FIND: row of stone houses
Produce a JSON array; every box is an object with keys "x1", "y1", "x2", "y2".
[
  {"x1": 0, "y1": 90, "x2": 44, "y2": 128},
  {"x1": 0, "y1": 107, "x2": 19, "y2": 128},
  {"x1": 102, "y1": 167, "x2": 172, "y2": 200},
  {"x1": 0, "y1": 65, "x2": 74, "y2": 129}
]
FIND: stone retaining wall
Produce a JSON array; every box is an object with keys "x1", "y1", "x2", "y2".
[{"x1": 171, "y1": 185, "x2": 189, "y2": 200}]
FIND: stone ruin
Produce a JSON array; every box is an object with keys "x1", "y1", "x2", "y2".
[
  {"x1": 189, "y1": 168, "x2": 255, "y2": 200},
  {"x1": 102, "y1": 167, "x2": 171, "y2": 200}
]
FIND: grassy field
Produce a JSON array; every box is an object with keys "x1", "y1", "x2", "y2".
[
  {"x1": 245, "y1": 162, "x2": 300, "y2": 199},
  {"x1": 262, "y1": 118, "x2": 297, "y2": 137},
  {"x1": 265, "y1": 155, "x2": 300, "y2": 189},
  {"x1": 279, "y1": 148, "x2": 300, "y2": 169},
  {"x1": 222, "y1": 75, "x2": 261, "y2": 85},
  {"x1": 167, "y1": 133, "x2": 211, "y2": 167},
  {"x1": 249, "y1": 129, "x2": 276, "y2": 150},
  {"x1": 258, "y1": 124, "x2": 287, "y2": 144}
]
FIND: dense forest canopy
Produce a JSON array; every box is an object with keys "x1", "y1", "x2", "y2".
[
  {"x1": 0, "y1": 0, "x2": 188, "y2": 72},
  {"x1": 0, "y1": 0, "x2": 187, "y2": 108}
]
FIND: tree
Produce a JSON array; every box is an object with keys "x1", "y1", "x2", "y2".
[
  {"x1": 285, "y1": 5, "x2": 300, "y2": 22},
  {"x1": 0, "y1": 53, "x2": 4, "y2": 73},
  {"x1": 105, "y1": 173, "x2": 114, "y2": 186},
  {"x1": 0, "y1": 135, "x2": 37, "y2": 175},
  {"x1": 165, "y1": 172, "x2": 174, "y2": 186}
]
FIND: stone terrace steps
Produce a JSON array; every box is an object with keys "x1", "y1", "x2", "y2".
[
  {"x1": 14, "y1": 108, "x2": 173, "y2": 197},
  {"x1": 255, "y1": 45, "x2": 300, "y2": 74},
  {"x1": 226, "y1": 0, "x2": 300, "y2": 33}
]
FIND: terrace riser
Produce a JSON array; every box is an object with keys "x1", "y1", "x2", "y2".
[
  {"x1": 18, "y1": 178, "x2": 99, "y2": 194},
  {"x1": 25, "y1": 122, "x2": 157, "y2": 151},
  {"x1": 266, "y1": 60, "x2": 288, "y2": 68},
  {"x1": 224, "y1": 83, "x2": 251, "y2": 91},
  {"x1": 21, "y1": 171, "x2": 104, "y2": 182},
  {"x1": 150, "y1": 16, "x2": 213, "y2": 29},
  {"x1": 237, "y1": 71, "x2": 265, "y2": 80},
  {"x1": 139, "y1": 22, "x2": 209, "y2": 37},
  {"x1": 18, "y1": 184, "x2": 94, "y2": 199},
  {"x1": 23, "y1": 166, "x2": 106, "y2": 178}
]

┄┄┄┄┄┄┄┄┄┄┄┄┄┄┄┄┄┄┄┄

» THE TASK:
Only lines with the word "stone" count here; copy every one from the records.

» RESPONSE AREA:
FIND: row of stone houses
FIND: stone retaining wall
FIND: stone ruin
FIND: stone terrace steps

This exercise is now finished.